Given problem ▸ Please reproduce the listing below from the line containing "Objective — one marker on every instance of the large" through the end of the listing, inclusive, and give only those lines. Keep the requests unchanged, and rescale each answer coordinate by multiplying it by 2.3 and rounding to a whole number, with halves rounded up.

─── Provided records

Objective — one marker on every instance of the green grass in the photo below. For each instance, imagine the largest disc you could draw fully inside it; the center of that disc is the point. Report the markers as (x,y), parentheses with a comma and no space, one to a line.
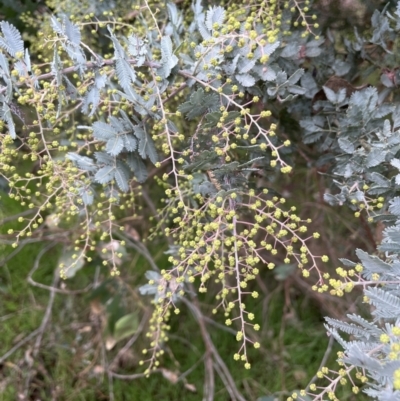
(293,338)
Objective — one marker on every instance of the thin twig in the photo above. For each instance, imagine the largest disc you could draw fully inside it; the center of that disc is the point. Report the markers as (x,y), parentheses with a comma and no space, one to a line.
(44,286)
(130,342)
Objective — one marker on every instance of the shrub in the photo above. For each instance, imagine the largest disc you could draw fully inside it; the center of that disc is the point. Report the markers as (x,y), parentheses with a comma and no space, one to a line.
(199,99)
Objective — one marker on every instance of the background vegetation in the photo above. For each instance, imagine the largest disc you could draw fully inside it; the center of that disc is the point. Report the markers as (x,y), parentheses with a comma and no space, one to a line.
(74,344)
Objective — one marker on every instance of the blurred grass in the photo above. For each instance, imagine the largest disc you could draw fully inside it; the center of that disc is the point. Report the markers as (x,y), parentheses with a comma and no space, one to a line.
(293,339)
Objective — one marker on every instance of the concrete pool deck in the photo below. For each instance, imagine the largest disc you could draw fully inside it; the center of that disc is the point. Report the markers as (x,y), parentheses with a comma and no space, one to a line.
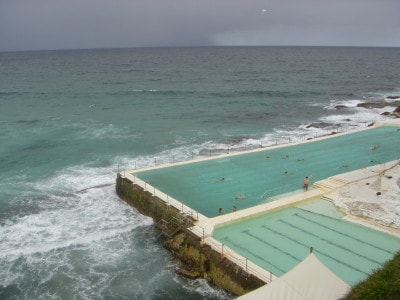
(368,196)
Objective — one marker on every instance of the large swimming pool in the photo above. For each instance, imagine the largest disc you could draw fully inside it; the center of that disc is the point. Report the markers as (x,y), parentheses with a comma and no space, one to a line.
(279,240)
(253,178)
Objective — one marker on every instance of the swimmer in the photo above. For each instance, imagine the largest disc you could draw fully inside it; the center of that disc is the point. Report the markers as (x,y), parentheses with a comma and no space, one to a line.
(306,181)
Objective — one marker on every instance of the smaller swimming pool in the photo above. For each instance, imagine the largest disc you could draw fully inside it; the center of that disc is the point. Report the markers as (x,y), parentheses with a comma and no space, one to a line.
(277,241)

──────

Full answer ▸
Objective — one marker on every instance of the large swimming pool in the photo above. For each instance, imagine the largest disc you could draw fully inside it; the center of that disc is the point. Report the markers as (x,y), parentheses with a comma and no space, one to a line.
(642,552)
(582,409)
Objective — one marker on every instance of the swimmer in the photo above. For each instance, imagine the largest disc you could draw fully inside it; the center of that disc is the point. Report the markers as (x,y), parentheses with a comma and no space, one to a line.
(704,416)
Objective — one marker on every instance of the smaller swimming pool in the photo above. For each instance, imagine the largest disc you could draw fully inside it; the center of that disc is the point. Report the markers as (x,y), parentheses with a comma and no space, one to a line.
(637,554)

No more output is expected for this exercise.